# TASK DETAILS:
Transcribe the entries that follow, word for word.

# INPUT DATA:
* Begin *
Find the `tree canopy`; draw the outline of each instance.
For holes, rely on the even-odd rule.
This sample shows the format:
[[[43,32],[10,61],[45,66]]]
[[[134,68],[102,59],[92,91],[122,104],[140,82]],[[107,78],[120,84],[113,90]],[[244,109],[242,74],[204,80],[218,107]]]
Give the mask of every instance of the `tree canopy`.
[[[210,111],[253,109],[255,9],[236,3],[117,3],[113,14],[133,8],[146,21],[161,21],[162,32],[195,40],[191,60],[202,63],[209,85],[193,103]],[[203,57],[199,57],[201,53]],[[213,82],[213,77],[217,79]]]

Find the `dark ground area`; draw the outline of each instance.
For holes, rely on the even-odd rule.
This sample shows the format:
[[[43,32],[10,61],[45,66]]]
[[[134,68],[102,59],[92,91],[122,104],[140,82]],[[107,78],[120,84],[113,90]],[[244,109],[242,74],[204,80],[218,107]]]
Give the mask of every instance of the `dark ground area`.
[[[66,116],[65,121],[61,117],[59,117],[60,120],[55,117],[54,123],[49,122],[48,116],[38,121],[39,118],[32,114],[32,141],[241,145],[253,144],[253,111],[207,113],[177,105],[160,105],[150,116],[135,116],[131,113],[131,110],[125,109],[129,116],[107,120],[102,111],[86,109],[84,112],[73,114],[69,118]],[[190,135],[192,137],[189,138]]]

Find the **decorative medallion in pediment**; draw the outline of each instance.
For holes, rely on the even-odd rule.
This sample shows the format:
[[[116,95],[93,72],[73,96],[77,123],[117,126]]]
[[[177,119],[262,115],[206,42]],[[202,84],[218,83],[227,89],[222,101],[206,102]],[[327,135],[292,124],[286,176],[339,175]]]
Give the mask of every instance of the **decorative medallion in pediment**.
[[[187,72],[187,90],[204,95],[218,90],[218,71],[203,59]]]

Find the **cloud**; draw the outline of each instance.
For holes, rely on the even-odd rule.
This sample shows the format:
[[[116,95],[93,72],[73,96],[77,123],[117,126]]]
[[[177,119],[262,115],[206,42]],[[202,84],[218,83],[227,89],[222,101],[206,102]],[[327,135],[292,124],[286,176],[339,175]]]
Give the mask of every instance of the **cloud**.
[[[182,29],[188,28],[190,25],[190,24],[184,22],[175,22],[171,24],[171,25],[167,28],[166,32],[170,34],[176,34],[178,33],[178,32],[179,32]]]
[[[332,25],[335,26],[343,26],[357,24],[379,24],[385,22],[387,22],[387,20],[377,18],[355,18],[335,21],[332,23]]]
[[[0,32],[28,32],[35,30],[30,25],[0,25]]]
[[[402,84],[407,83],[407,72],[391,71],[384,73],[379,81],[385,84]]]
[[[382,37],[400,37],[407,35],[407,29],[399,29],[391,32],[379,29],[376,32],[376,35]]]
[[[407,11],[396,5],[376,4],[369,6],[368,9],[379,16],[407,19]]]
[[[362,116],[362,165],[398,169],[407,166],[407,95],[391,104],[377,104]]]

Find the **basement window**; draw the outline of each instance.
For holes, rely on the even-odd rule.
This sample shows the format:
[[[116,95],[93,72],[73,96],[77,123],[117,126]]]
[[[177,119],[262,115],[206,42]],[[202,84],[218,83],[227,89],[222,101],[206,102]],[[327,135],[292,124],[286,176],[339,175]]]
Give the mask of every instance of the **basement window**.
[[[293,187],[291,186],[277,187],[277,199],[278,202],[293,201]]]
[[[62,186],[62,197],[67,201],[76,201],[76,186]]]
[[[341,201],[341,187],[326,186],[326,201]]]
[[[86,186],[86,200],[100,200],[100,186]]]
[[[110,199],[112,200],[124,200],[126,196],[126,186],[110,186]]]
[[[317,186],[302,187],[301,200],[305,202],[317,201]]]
* End *
# EXERCISE ANSWER:
Find the `tree canopy`; draw the outline of each instance.
For holes, rely on the even-odd rule.
This sample shows the format:
[[[43,32],[10,61],[45,66]]]
[[[134,68],[102,59],[92,91],[122,104],[140,82]],[[107,78],[120,84],[113,90]],[[244,109],[242,74],[204,80],[218,107]]]
Give the mask of every instance of the `tree canopy`.
[[[210,111],[253,109],[255,9],[236,3],[117,3],[113,14],[133,8],[146,21],[161,21],[162,32],[195,40],[191,60],[202,63],[209,85],[193,103]],[[203,57],[199,57],[201,53]],[[213,82],[213,77],[217,79]]]

Find the `dark ground area`; draw the outline of each instance.
For holes, rely on the even-odd rule.
This sample shows the format:
[[[43,32],[10,61],[45,66]]]
[[[134,68],[102,59],[92,91],[122,104],[140,82]],[[107,78],[120,84],[113,90]],[[244,109],[242,74],[204,80],[218,107]]]
Give the mask of every instance of the `dark ground area`.
[[[66,116],[65,121],[61,117],[59,117],[60,120],[55,117],[54,123],[49,122],[48,116],[38,121],[39,118],[32,114],[32,141],[241,145],[253,144],[253,111],[207,113],[177,105],[160,105],[150,116],[135,116],[131,113],[131,110],[125,109],[129,116],[107,120],[102,111],[86,109],[84,112],[73,114],[69,118]],[[190,135],[192,137],[189,138]]]

Find the **decorative medallion in pediment**; draw the outline of each instance.
For holes, rely on the even-odd rule.
This sample shows the format:
[[[116,95],[93,72],[73,96],[77,123],[117,126]]]
[[[177,119],[262,115],[206,42]],[[202,84],[218,83],[227,89],[222,101],[206,102]],[[327,135],[292,124],[286,176],[339,175]]]
Give the mask of every instance of the **decorative medallion in pediment**.
[[[187,72],[187,90],[204,95],[218,90],[218,71],[203,59]]]

Find the **cloud**; draw the outline of each instance.
For holes, rely on the even-odd rule.
This sample shows the format:
[[[116,95],[93,72],[73,96],[77,123],[117,126]]]
[[[177,119],[262,115],[206,42]],[[202,84],[218,83],[227,89],[222,101],[206,102]],[[327,135],[292,124],[286,176],[339,175]]]
Give the mask of every instance of the **cloud**.
[[[182,29],[188,28],[190,25],[190,24],[184,22],[175,22],[171,24],[171,25],[167,28],[166,32],[170,34],[176,34],[178,33],[178,32],[179,32]]]
[[[332,25],[335,26],[343,26],[357,24],[379,24],[385,22],[387,22],[387,20],[377,18],[355,18],[335,21],[332,23]]]
[[[0,32],[28,32],[35,30],[30,25],[0,25]]]
[[[402,84],[407,83],[407,72],[391,71],[384,73],[379,81],[385,84]]]
[[[382,37],[400,37],[407,35],[407,29],[399,29],[391,32],[379,29],[376,32],[376,35]]]
[[[407,11],[396,5],[376,4],[369,6],[368,9],[379,16],[407,19]]]
[[[362,116],[362,165],[398,169],[407,166],[407,95],[391,104],[377,104]]]

Find the **basement window**; draw the outline of each instance.
For holes, rely on the even-odd rule.
This sample shows the format:
[[[116,95],[93,72],[73,96],[77,123],[117,126]]]
[[[177,119],[262,115],[206,42]],[[202,84],[218,83],[227,89],[222,101],[206,102]],[[327,135],[292,124],[286,176],[339,175]]]
Give the mask of every instance of the **basement window**.
[[[293,187],[291,186],[277,187],[277,199],[278,202],[293,201]]]
[[[62,186],[62,197],[67,201],[76,201],[76,186]]]
[[[341,201],[341,187],[326,186],[326,201]]]
[[[86,186],[86,200],[100,200],[100,186]]]
[[[110,199],[112,200],[124,200],[126,196],[126,186],[110,186]]]
[[[317,186],[302,187],[301,200],[305,202],[317,201]]]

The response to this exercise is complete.